→ **Work instruction**:
Repeat, word for word, all the data that follows, and exclude the pictures.

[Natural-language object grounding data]
******

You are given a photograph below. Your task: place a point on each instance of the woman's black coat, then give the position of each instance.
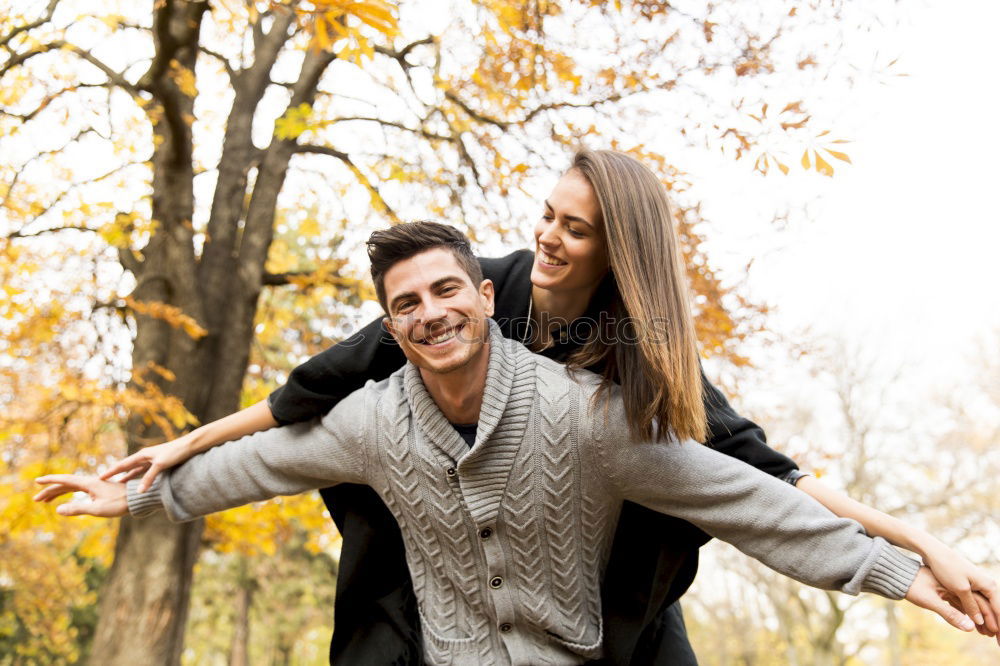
(653, 559)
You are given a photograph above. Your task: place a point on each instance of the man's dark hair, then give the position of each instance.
(389, 246)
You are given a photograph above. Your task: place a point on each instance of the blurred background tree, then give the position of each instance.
(184, 187)
(851, 417)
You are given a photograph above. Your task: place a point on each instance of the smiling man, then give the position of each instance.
(507, 533)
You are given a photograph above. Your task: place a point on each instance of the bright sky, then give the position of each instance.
(900, 249)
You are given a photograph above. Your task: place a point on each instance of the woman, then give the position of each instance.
(606, 267)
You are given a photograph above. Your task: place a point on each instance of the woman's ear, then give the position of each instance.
(486, 293)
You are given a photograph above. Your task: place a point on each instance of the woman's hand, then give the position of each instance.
(971, 589)
(152, 460)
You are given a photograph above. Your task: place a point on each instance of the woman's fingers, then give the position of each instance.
(990, 623)
(53, 491)
(969, 604)
(133, 473)
(136, 460)
(149, 477)
(926, 592)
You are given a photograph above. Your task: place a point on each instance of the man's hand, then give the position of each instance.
(971, 589)
(107, 498)
(927, 592)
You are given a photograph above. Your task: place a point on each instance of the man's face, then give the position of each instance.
(436, 314)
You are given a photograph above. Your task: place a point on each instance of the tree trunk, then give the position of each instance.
(239, 651)
(145, 601)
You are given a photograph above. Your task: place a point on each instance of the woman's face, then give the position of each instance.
(570, 250)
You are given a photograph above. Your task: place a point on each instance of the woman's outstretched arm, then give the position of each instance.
(955, 573)
(152, 460)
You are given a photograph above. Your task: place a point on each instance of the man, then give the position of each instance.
(505, 477)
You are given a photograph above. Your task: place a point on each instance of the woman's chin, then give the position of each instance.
(543, 280)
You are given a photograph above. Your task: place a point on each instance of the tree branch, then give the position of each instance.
(486, 120)
(222, 59)
(21, 234)
(362, 178)
(48, 99)
(49, 11)
(389, 123)
(400, 56)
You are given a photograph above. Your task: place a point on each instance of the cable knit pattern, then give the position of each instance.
(507, 541)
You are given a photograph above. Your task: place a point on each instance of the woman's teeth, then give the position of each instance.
(549, 260)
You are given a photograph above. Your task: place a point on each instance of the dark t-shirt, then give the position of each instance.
(653, 558)
(467, 431)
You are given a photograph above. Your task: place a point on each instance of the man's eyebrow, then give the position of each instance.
(437, 284)
(400, 297)
(571, 218)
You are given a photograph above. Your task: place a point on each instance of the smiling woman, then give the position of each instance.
(606, 252)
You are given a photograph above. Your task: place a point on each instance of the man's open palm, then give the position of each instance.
(107, 498)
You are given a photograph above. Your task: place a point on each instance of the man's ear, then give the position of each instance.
(487, 294)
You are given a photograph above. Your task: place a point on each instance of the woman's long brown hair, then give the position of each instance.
(658, 367)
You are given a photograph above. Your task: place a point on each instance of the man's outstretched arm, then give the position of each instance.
(280, 461)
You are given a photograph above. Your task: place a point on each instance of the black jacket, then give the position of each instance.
(653, 558)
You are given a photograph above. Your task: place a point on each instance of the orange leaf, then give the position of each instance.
(843, 157)
(823, 167)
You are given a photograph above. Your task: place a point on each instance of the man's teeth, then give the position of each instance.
(551, 261)
(447, 335)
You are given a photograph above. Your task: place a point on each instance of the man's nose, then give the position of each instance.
(432, 309)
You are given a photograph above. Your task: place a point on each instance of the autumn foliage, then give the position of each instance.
(184, 187)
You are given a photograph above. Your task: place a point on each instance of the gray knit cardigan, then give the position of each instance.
(507, 542)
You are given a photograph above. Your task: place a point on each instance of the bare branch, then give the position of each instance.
(362, 178)
(5, 40)
(486, 120)
(17, 174)
(400, 55)
(41, 232)
(388, 123)
(222, 59)
(62, 195)
(48, 99)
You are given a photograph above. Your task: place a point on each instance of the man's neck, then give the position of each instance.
(459, 394)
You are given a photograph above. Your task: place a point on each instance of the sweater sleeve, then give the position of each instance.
(763, 517)
(741, 438)
(281, 461)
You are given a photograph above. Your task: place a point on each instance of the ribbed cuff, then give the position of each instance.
(143, 504)
(792, 476)
(891, 574)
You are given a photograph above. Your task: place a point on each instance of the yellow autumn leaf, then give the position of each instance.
(843, 157)
(823, 167)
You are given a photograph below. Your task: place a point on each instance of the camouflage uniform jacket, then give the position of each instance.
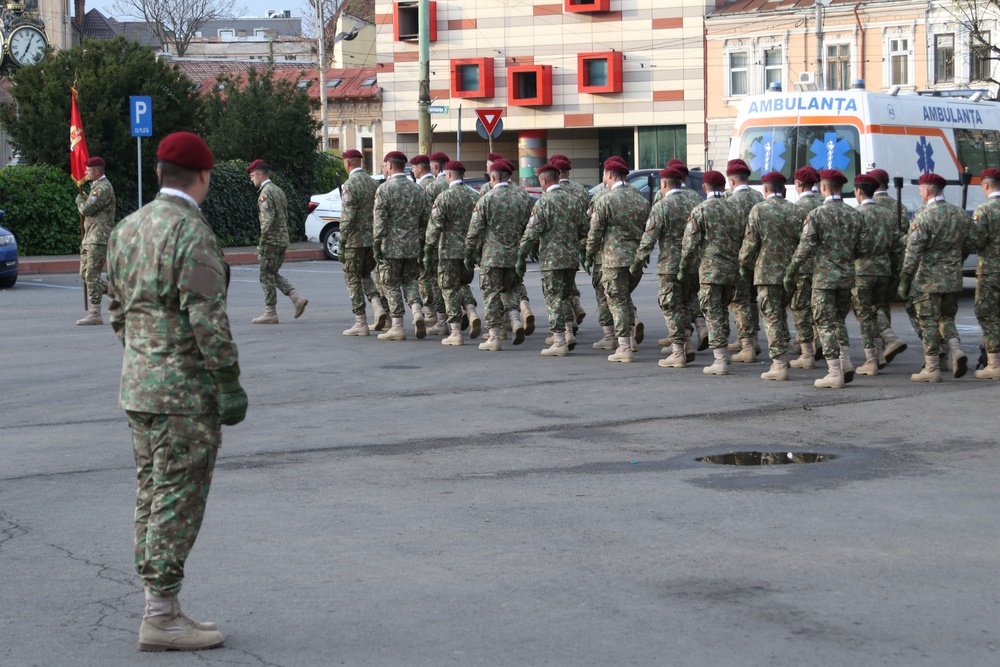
(987, 221)
(665, 227)
(449, 224)
(167, 302)
(557, 223)
(617, 222)
(357, 210)
(496, 226)
(771, 238)
(402, 209)
(881, 229)
(273, 207)
(941, 235)
(714, 233)
(98, 211)
(835, 235)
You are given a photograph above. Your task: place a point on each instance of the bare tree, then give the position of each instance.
(176, 22)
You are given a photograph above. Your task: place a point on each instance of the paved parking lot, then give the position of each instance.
(416, 504)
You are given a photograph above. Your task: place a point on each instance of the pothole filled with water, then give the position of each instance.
(766, 458)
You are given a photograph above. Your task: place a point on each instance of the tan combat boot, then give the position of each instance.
(992, 370)
(931, 372)
(623, 353)
(959, 361)
(395, 332)
(559, 347)
(269, 316)
(778, 370)
(92, 317)
(677, 358)
(299, 302)
(360, 327)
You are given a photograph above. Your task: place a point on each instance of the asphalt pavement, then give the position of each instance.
(409, 503)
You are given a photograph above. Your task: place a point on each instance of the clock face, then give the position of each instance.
(26, 46)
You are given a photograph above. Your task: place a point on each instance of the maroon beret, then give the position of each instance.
(932, 179)
(737, 166)
(833, 175)
(185, 149)
(714, 178)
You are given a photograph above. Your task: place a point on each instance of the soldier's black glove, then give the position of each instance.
(232, 399)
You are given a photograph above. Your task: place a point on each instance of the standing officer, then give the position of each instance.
(98, 211)
(402, 209)
(940, 236)
(768, 245)
(445, 247)
(987, 221)
(616, 226)
(495, 230)
(712, 240)
(273, 207)
(180, 378)
(555, 228)
(834, 233)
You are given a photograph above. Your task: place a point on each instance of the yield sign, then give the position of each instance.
(489, 118)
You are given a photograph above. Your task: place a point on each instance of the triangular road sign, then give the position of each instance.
(489, 118)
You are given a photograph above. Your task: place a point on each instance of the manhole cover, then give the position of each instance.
(766, 458)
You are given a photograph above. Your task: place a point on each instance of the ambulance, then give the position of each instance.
(856, 131)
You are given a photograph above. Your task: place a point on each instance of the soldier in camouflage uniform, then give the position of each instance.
(402, 209)
(987, 221)
(357, 218)
(665, 228)
(495, 230)
(273, 208)
(872, 270)
(616, 226)
(768, 245)
(744, 303)
(835, 235)
(445, 243)
(712, 239)
(98, 211)
(556, 226)
(180, 378)
(940, 237)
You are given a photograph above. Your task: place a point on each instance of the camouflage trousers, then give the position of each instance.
(869, 293)
(801, 307)
(399, 283)
(271, 259)
(92, 258)
(358, 264)
(498, 285)
(988, 311)
(715, 300)
(174, 460)
(454, 280)
(557, 288)
(773, 311)
(830, 309)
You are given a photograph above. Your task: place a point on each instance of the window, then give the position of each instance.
(944, 58)
(899, 62)
(738, 84)
(838, 66)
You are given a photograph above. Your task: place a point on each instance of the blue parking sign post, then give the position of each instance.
(141, 107)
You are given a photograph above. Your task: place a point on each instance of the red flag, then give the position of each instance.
(78, 154)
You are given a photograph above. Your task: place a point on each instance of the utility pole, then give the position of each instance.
(424, 99)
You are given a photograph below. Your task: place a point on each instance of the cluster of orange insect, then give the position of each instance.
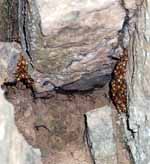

******

→ **Result**:
You are given a photograph below. Your task: place a point on each instance of the woman's black coat, then give the position of each instance.
(653, 559)
You are given a photograph above. Your task: place a point on each instance of the man's dark hair, then give the position of each instance.
(389, 246)
You are given a photograph above. Your task: place a point on each instance of the blurred background tree, then give the position of each instance.
(184, 187)
(851, 417)
You are given a photograph above. Your task: place a point on each instance of the smiling man, then give the position of each instance.
(507, 533)
You are given a photograph above. Your task: place a point on each instance of the bright sky, then give the position of each instance.
(900, 249)
You are given a photograph above. Your task: place a point on each instance of the woman, then give the position of each instance.
(606, 267)
You are given a photograph above. Your task: place a point on each instance of the woman's ear, then give the position of each instance.
(486, 293)
You are given a photograph above. Your task: place a point on each instance of the woman's hand, then give the position of each instance.
(971, 589)
(152, 460)
You are given a photograph above. Your task: place a point on each instance of the woman's fingers, then give the position of each instance.
(990, 623)
(53, 491)
(969, 604)
(133, 473)
(136, 460)
(149, 477)
(926, 592)
You are given a photograph above. Your task: place a point on each instance of the man's hand, then give the position of each instance.
(971, 589)
(107, 498)
(927, 592)
You are given a photograph above. Your task: place a point on each instance of the man's face, then give the position of each instance.
(436, 314)
You are given a photograph above. Your task: place a point on each instance of the tree trunk, then give the position of each instance.
(239, 651)
(145, 601)
You are given a photograph above. Your task: place a point on each instance of the woman's face, then give the position of each instance.
(570, 250)
You are given a photograph above. Your task: place a point on each instance of the woman's outstretched arm, then give the position of each instance.
(955, 573)
(152, 460)
You are given a photograph above. Your task: place a point on each instance of the man, then give the position of each instance.
(505, 477)
You are given a photograph above. Your task: place a point on each instance of the woman's chin, then give the position of each instance.
(543, 280)
You are given a photograph above. Your task: place a point on each instance of the tree branch, then give the position of each instance.
(486, 120)
(222, 59)
(21, 234)
(362, 178)
(48, 99)
(49, 11)
(389, 123)
(400, 56)
You are given a photograph above. Your task: place a point on each instance of the cable knit pattern, then give the position of each instance.
(507, 541)
You are given a photograph above. Your task: place a point on each instance of the woman's teeth, then give the position of each instance.
(549, 260)
You are given a photograph above. Your task: place a point on each instance of the dark t-shirt, then give the position of each instance.
(653, 558)
(467, 431)
You are given a photograph above. Your task: place a point on each instance of the man's eyebrow, then give the position of each instance.
(437, 284)
(400, 297)
(571, 218)
You are given a photograph above. Your task: place a point on each instance of the smiling woman, then give the position of each instance.
(606, 252)
You are given a photograph above. Your task: place a point on each instance of the man's open palm, then give the position of each instance.
(107, 498)
You are given a photograph above. Your task: place a point on each instance of the man's ear, then give the position of each instance.
(487, 294)
You are given a photograph above. Your task: place a point on each instance of the woman's long brown hair, then give the position of each instance.
(658, 367)
You are given a photograph above. Your task: place a point on each instance of the man's outstretched arm, then give the position of each instance.
(280, 461)
You are given a photograph above. Your task: place a point on each instance of the black jacket, then give the position of each instance.
(653, 558)
You are given a photograph above. Your task: place a point on each instance of the orange leaf, then give the position of each instance.
(843, 157)
(823, 167)
You are given a photograph above. Your task: place a point on each instance of the man's teeth, then give the position of each instance.
(551, 261)
(447, 335)
You are given a photograph above. Your task: place a point on each instance of the man's nose, then give the position of each instance.
(432, 309)
You are given a photograph above. Your task: place a point on each instance of the autumn foliage, then give the position of each instance.
(184, 187)
You are given a photograph above. Your task: place a point on each instance of the gray knit cardigan, then give the position of each instance.
(507, 542)
You are given a photograph above. Your task: place a point on each instance of the bare branch, then give the position of each instance.
(362, 178)
(5, 40)
(486, 120)
(17, 174)
(400, 55)
(41, 232)
(388, 123)
(222, 59)
(62, 195)
(48, 99)
You are given a photograph above. Your task: place a point on each instance of the man's neck, then give the position of each instance.
(459, 394)
You are given a photograph above. Your task: place a point on each instance of the sweater sleeve, then give the position of each instance.
(763, 517)
(741, 438)
(281, 461)
You are given a photograph above. Your task: place a point on each instance of the ribbed cuff, then give the position of each instance.
(143, 504)
(792, 476)
(891, 574)
You are given a photograph above. Your task: place a point on each instance of the yellow autumn leaf, then give the position of each instance.
(843, 157)
(823, 167)
You are given a photograph below. Your task: place a point on each instance of the camouflage uniform jacket, then give the position of each instance.
(987, 221)
(665, 227)
(449, 224)
(167, 302)
(557, 223)
(617, 222)
(357, 210)
(496, 226)
(771, 238)
(402, 209)
(881, 229)
(273, 207)
(941, 235)
(714, 233)
(98, 211)
(835, 235)
You are given a photograph above. Your task: place a point on each instance of the bare tree, then give the position of each instance.
(176, 22)
You are given a photograph above. Your task: place a point on each instance of the paved parking lot, then give the position of each instance.
(416, 504)
You are given a photograph above. Your task: place a point on each instance of the pothole filled with water, then give the position of each instance.
(766, 458)
You are given a photograph above. Your task: place a point on each instance of the tan combat boot, then give the position of each instance.
(992, 370)
(931, 372)
(623, 353)
(959, 361)
(395, 332)
(559, 347)
(269, 316)
(778, 370)
(92, 317)
(677, 358)
(299, 302)
(360, 327)
You are given a photograph above. Your task: place a point on each instance of the asphalt pavement, then give the position of each instance.
(409, 503)
You are given a photograph above. Your task: place a point on each instance of the clock face, then give the position of each instance.
(26, 46)
You are given a photograph above. Your task: place a point on each instance of the maroon beret, then give the position of each instance.
(932, 179)
(737, 166)
(833, 175)
(185, 149)
(714, 178)
You are given a photograph above. Your task: place a point on each instance of the soldier's black glove, then give the position of each instance.
(232, 399)
You are given a photograph above. Your task: place a point on each instance of the standing officer, then give the position of each instance.
(98, 211)
(402, 209)
(940, 236)
(768, 245)
(445, 247)
(987, 221)
(616, 226)
(495, 230)
(712, 240)
(273, 207)
(180, 378)
(555, 228)
(834, 233)
You are given a photograph above. Your task: place a point on each instance of the yield sign, then give the position of each instance.
(489, 118)
You are given a photograph above. Your task: place a point on each instance of the triangular road sign, then give the position of each instance.
(489, 118)
You are given a photograph above. Your task: place a point on each instance of the manhole cover, then give the position of each instance.
(766, 458)
You are given a photograph above. Your task: place a point on each instance of the ambulance, then give the position of each instance.
(856, 131)
You are given a photograph above. Your task: place a point on each instance of the soldier in camouflage uniform, then give the position of each instance.
(402, 209)
(987, 221)
(357, 218)
(665, 228)
(495, 230)
(273, 208)
(872, 270)
(616, 226)
(768, 245)
(744, 303)
(835, 235)
(445, 243)
(712, 239)
(98, 211)
(556, 226)
(180, 378)
(940, 237)
You are given a photograph above. Your task: place a point on each instance of the camouflage trousers, then give the position of each instance.
(869, 293)
(801, 307)
(399, 283)
(271, 259)
(92, 258)
(358, 264)
(498, 285)
(988, 311)
(715, 300)
(174, 460)
(454, 280)
(557, 288)
(773, 311)
(830, 309)
You are given a photograph above. Your task: place a point on each instance of the window, then give the position of each instance.
(944, 58)
(899, 62)
(738, 84)
(838, 66)
You are given a photograph above. Your task: place a point on each instance of the blue parking sign post, then give the position of each instance.
(141, 107)
You are given a photograph above. Your task: place a point on each instance of the red flag, then give the position of each instance.
(78, 154)
You are given a photograph above. Your task: place a point on each instance of the utility pole, then give the position of each instance.
(424, 99)
You are given a photograph below. Your task: place a point on each instance of the cluster of orange insect, then give the position of each instance.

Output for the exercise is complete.